**Task instructions**
Edit the records from the line with "the stone retaining" through the end of the records, changing "commercial building" to "office building" and keeping everything else the same.

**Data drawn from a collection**
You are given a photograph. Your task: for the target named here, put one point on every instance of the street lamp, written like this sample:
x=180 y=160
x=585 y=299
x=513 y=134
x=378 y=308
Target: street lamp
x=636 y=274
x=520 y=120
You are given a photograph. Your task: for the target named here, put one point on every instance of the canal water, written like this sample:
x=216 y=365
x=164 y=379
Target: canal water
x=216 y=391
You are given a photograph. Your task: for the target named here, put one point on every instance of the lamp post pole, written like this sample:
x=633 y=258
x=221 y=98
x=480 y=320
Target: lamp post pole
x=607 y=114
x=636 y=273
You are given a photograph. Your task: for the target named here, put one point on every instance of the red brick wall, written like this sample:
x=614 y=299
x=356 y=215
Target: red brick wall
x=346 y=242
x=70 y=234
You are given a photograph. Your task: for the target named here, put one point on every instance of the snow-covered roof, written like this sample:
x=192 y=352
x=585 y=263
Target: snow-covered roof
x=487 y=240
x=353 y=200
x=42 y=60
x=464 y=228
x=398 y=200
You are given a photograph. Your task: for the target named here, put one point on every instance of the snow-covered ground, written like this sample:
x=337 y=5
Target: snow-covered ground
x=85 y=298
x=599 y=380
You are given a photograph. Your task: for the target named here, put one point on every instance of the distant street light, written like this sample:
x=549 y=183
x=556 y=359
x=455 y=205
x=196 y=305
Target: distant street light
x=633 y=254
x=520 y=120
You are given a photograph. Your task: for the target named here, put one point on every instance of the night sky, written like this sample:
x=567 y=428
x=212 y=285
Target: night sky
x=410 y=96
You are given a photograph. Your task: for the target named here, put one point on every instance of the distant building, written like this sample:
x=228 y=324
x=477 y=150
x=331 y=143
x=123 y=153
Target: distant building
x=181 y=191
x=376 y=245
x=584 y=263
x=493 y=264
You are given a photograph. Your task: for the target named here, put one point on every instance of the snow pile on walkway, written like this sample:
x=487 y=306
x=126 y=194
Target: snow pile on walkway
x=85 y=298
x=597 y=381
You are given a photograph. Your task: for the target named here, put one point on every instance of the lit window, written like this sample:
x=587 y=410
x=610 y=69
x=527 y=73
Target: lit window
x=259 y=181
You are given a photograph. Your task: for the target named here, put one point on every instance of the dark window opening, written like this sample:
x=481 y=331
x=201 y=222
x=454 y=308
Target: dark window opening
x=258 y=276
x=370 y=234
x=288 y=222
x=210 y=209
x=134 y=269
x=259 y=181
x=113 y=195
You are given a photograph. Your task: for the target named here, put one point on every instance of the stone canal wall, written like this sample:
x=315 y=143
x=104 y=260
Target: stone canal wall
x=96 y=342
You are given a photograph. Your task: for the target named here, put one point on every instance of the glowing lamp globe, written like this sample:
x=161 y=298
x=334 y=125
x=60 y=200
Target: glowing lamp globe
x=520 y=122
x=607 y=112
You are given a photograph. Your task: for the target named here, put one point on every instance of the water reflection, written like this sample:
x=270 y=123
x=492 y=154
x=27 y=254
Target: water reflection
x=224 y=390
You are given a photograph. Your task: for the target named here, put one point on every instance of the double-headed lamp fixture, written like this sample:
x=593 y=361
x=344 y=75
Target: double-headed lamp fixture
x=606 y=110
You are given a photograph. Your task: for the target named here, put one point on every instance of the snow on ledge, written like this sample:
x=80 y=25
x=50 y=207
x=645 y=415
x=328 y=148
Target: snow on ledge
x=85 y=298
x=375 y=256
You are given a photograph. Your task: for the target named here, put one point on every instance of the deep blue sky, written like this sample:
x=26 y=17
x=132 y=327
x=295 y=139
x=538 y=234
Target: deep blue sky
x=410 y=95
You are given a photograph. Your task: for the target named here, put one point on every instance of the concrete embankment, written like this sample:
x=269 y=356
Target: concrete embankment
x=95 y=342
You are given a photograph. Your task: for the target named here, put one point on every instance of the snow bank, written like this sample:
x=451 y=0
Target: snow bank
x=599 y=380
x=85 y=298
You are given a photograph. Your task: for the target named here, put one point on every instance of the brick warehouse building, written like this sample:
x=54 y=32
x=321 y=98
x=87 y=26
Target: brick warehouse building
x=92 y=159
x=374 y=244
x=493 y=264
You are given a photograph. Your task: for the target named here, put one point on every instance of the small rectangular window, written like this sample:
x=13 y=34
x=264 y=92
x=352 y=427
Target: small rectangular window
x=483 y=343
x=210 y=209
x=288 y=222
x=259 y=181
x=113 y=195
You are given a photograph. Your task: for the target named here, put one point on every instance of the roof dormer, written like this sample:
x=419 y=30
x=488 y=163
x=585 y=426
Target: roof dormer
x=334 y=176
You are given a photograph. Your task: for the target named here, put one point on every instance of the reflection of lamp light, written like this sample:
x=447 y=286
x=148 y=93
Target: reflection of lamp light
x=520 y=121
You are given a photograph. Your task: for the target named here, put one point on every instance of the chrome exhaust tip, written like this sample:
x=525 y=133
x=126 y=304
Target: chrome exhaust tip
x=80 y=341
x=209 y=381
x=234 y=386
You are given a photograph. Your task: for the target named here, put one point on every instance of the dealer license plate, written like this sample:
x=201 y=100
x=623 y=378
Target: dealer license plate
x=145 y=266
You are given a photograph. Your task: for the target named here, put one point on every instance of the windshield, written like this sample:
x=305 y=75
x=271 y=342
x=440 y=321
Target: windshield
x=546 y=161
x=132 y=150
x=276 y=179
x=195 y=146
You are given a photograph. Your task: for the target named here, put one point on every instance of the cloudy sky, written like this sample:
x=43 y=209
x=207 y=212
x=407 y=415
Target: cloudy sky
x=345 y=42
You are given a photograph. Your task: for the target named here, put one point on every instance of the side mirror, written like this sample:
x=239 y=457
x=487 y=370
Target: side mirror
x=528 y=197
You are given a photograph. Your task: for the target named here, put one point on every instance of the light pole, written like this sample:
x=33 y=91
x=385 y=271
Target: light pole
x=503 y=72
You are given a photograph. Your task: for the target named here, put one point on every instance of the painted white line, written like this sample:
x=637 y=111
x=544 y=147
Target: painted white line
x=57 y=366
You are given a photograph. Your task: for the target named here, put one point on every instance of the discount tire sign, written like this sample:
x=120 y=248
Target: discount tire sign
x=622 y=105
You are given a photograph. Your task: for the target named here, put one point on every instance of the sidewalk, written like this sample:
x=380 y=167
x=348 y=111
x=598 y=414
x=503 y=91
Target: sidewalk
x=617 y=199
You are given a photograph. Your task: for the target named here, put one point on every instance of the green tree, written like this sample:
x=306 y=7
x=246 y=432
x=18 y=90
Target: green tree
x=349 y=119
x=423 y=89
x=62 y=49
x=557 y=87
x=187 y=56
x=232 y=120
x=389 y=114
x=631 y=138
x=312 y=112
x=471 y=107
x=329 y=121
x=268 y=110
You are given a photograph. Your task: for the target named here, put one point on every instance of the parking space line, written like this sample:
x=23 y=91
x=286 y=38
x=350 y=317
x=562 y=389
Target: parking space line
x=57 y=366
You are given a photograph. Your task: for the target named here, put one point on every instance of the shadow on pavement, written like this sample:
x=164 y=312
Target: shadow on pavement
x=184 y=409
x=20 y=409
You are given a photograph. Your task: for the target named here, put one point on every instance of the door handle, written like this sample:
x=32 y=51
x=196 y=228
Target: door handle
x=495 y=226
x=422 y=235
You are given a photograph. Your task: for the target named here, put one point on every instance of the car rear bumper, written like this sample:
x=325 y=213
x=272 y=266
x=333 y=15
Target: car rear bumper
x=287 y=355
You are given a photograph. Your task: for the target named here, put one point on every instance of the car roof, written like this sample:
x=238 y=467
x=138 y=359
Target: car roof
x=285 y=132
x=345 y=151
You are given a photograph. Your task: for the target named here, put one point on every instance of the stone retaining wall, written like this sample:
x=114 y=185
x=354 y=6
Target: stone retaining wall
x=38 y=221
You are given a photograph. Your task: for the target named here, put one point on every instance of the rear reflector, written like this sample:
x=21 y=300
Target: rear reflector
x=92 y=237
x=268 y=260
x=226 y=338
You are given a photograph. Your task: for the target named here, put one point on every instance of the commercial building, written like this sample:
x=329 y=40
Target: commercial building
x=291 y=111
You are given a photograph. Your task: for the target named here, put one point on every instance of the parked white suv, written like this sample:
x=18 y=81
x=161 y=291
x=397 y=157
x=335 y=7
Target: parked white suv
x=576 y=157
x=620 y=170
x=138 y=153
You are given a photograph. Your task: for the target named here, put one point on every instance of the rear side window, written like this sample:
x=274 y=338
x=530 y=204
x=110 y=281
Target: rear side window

**Finished task**
You are given a photograph. Your task: for the target named here, put one point on every instance of the stone retaining wall, written like this sample:
x=114 y=185
x=354 y=6
Target: stone retaining wall
x=38 y=221
You are given a photograph. Your task: for the target named here, put one point on every instance of the rear reflector, written like this sample:
x=21 y=300
Target: rear reflector
x=92 y=237
x=268 y=260
x=226 y=338
You are given a photograph. Your task: for the target named here, put one point on every instance of the office building, written like this sample:
x=329 y=40
Target: office building
x=291 y=111
You are given a photograph. Your task: for the target named here, put one point on every instance of the parked white suv, written like this sample:
x=18 y=81
x=161 y=291
x=397 y=157
x=335 y=7
Target: parked white suv
x=576 y=157
x=620 y=170
x=138 y=153
You are given a photograph. Your task: for the target named here, put one point on every instance of the rear side window, written like this sample:
x=274 y=338
x=530 y=204
x=110 y=281
Target: rear side window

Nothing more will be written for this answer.